Write the data out again exactly, with no pictures.

START Extracted entries

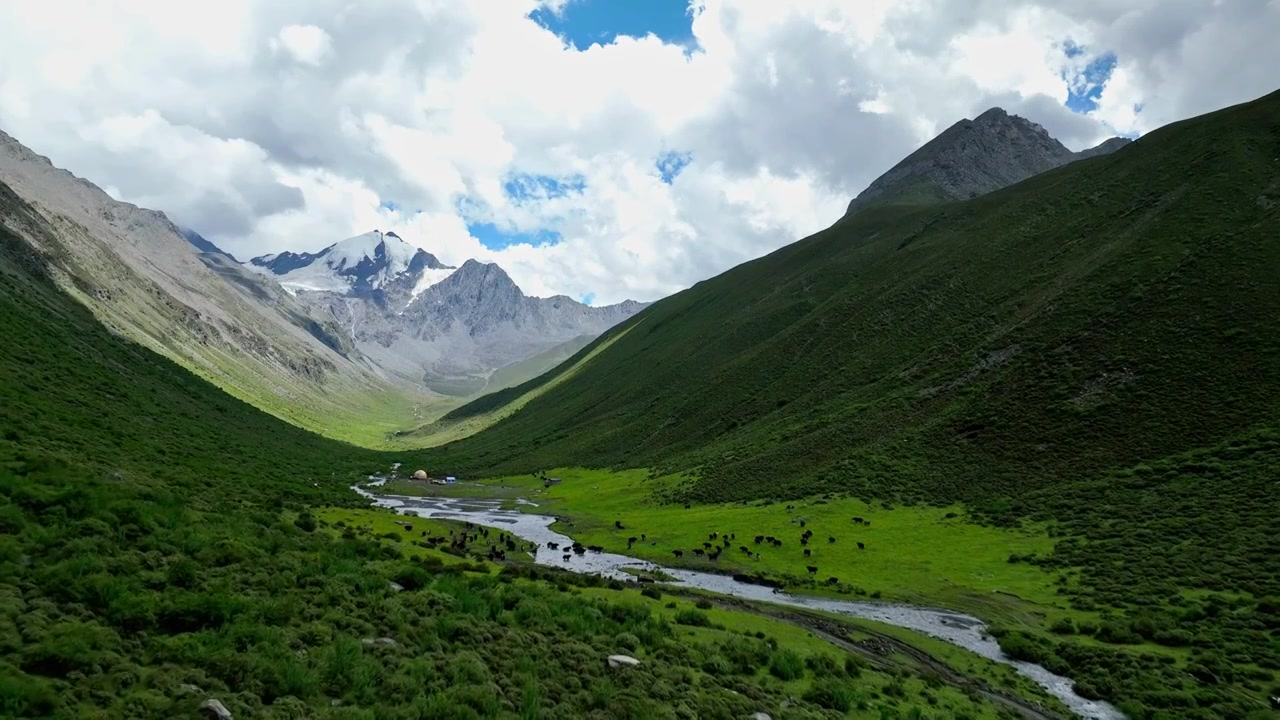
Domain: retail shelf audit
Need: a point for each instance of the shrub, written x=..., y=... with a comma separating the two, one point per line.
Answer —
x=786, y=665
x=694, y=618
x=832, y=695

END Extracted entries

* [Completed task]
Domain: retail shelf audit
Need: a point for each instance of the shrub, written x=..., y=... with a comma separating the two, one point per line.
Answer —
x=786, y=665
x=694, y=618
x=832, y=695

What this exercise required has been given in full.